● **TASK DIRECTIONS**: Extract each line of the material that follows exactly and omit its pictures.

● **RECORDS SUPPLIED**:

[Start of Attachment]

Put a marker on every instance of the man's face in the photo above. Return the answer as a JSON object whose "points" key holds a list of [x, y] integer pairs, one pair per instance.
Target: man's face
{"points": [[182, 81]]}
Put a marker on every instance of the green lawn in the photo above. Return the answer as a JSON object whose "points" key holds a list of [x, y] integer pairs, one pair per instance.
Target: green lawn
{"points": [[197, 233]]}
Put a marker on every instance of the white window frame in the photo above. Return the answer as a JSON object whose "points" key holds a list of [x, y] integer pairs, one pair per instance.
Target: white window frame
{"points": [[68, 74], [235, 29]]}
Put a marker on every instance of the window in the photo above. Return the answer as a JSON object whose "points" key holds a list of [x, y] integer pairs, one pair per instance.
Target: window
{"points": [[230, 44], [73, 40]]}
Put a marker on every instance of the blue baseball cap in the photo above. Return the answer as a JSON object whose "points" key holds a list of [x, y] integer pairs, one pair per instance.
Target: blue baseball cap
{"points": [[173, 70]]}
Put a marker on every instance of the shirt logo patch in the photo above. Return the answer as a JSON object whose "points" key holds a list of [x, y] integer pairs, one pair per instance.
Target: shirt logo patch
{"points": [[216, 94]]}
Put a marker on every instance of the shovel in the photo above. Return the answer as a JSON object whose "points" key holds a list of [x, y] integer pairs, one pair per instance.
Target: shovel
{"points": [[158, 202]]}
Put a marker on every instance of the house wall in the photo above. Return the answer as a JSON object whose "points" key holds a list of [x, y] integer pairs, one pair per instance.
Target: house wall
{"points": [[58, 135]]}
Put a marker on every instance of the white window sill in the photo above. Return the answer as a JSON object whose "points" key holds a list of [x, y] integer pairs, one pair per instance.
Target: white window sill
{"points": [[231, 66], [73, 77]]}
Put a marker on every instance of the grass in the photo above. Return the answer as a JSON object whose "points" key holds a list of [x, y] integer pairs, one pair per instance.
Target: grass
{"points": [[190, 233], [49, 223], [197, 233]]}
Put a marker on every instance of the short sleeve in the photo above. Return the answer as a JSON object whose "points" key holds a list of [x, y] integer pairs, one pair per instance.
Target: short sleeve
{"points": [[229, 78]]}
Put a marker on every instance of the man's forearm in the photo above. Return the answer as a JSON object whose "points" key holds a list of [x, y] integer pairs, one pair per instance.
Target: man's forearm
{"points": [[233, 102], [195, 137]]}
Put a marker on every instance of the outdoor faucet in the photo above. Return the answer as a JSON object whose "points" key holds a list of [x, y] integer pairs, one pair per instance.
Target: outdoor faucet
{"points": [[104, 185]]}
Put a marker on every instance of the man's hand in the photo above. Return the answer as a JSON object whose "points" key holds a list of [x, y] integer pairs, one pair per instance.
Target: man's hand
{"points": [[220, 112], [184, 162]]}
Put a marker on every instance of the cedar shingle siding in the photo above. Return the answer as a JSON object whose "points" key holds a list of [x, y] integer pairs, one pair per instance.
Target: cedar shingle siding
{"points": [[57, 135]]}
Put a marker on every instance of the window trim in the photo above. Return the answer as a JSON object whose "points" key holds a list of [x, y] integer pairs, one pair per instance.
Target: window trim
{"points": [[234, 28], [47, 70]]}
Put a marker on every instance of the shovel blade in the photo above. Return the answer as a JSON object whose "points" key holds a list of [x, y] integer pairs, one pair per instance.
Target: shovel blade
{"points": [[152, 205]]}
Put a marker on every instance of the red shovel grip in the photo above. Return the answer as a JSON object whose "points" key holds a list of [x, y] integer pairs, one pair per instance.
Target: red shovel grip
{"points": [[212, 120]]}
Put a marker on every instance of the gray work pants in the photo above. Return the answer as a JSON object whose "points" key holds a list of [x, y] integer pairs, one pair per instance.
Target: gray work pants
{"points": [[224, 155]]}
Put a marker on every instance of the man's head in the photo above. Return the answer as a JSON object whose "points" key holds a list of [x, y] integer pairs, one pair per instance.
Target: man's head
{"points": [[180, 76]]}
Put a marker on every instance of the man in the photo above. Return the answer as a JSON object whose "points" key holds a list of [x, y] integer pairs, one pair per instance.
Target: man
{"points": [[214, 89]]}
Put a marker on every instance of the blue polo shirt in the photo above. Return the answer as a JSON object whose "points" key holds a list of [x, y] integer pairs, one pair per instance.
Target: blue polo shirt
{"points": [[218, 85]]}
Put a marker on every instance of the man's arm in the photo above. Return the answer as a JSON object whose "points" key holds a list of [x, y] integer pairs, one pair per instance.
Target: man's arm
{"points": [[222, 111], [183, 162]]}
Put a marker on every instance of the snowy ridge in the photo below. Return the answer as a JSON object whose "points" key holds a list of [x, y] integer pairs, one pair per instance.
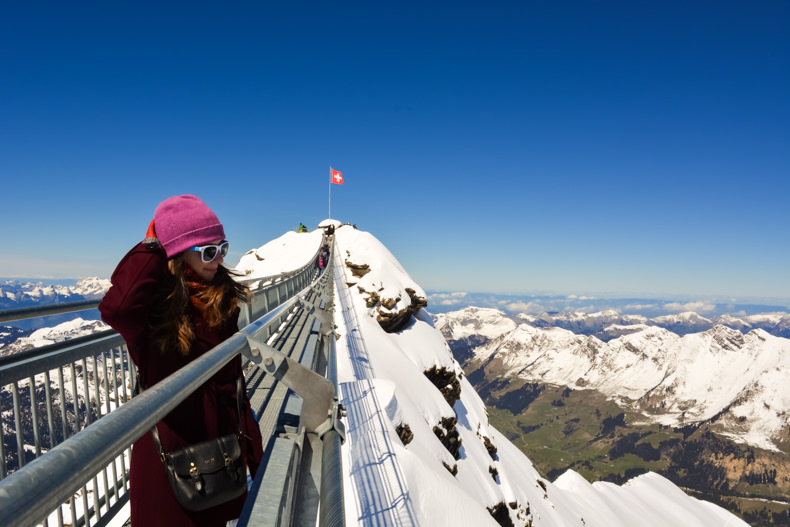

[End of Attachment]

● **RESULT OF THIS EXERCISE**:
Put a marker on every instance of the man's face in the photo above. Return the answer as a JSON object whose "points" key holds a list of [x, y] integer pairs, one pair per instance.
Target: man's face
{"points": [[182, 81]]}
Put a marker on every instance of the green lawn in the photo above. Return the answer as a JSON object whose "points" key holds a list of [x, y] integer pairs, one pair per instance.
Target: green lawn
{"points": [[197, 233]]}
Put a marker on every instance of the white window frame in the photo above. Return the answer as a JSON object whose "points" key holds a list of [x, y] integer pairs, one pair per instance.
Target: white window frame
{"points": [[68, 74], [235, 29]]}
Put a marker on every instance of the window in the photo above. Return the answer as a JSON object whose "points" key holds a list of [x, y] integer pairs, one pair per instance.
Target: window
{"points": [[230, 44], [73, 40]]}
Put a marker on every instance of the blue baseball cap in the photo above. Return the answer as a JSON object whose "points" key holds a list of [x, y] integer pairs, one pair per instance.
Target: blue baseball cap
{"points": [[173, 70]]}
Put a marker on every instance of the shirt logo patch in the photo above. Return the answer as a JSON object whose "points" key holds a list of [x, y] integer pairs, one pair per instance.
Target: shirt logo patch
{"points": [[216, 94]]}
Put a marker on every instance of the shovel in the photo above. Return the answer as a JSON object whose "points" key holds a list of [x, y] integer pairs, one pair per instance.
Target: shovel
{"points": [[158, 202]]}
Put a marker on every instance of the house wall in the photo above. Return the answer as a JSON object whose "points" key holds a list of [x, y] integer pairs, one pair per instance.
Target: house wall
{"points": [[58, 135]]}
Put a marker on every instance of the white window sill in the photo above. Return the answer as a JSON object whose "points" key holds a list of [x, y] integer pairs, one pair per instance.
Target: white window sill
{"points": [[231, 66], [73, 77]]}
Put a marker on every instance of the grass in the photo above. Return the answer as a JSON object whose "points" key holds a list of [x, y] integer pairs, one pair per instance.
Target: grass
{"points": [[190, 233], [49, 223], [197, 233]]}
Put a marker on every instance of the short sleeve in the photo above. Return the answer as a JSON object whose "points" key holds a list of [x, y] integer pairs, one pair per instance.
Target: short sleeve
{"points": [[229, 78]]}
Put a marker on every instance of the man's forearm in the photo above. Return the answer as a JSON object whose "points" key holds a list of [x, y] integer pairs, one pair per instance.
Target: man's forearm
{"points": [[233, 102], [195, 137]]}
Put a marker on every instance of the outdoor faucet in the photo above. Return the answer as a JSON object whose "points" key holds a list of [x, y] integer pairs, one pair per instance.
Target: outdoor faucet
{"points": [[104, 185]]}
Put a marker on every instance of the man's hand in the photo above. Return the answer as a JSON object whose "points" key holds a list of [x, y] integer pairs, one pair per instance.
Target: man's hand
{"points": [[220, 112], [184, 162]]}
Put a marker on every instance of the cedar shingle siding in the photo above. Return the answer as a JSON object whose "points" key holds a list of [x, y] integer pairs, one pair per instance.
Target: cedar shingle siding
{"points": [[57, 135]]}
Put a marker on every instance of the window trim in the photo above. Return the answer as a JSON object whose "points" key holds a list of [x, y] integer pairs, one pair per instance.
Target: window trim
{"points": [[234, 28], [47, 70]]}
Put a marker on every instance of the shovel blade in the photo above. Return the answer as a JSON object whose "points" key holds a list of [x, y] integer pairs, one pair per instance.
Target: shovel blade
{"points": [[152, 205]]}
Put a marker on every instance of the red shovel grip in the photo above. Return the answer as a JSON object whose "points" key holds a list of [x, y] integer pairs, one pair per instance.
Target: red shovel grip
{"points": [[212, 120]]}
Put a marker on every instance of the gray work pants in the photo above. Return the answer as a JSON object whose "points" key holds a list of [x, y] integer pairs, one pair per instance.
Target: gray work pants
{"points": [[224, 155]]}
Put a marker on every instance of the man's head in the photo above. Return the answer as a JSON object whose "points" key holds a list of [x, y] integer pairs, one pair per instance.
Target: man's head
{"points": [[180, 76]]}
Put a marker on every instance of the man in the photo above. Return the answer as a JSON object whose "points" key holds a list of [x, y] integer pairs, one pair per instance.
Target: man
{"points": [[214, 89]]}
Put a marker on every instance of the blue polo shirt in the photo above. Return the answer as a JSON object whose "points" key holds a list of [x, y] integer pairs, one pair per instance.
Target: blue polo shirt
{"points": [[218, 85]]}
Put a marker on every instance of the man's arm in the photo above. Return the answer as a JSON object whose "points" key holds a list of [x, y] integer pairs, one pair per instance.
Target: man's arm
{"points": [[222, 111], [183, 162]]}
Put a marker on every instance of the snowy ridge in the photo below. Return the answer as a JSON object whose "points" key holds a list of [x, y] integer pairs, one pair per instance.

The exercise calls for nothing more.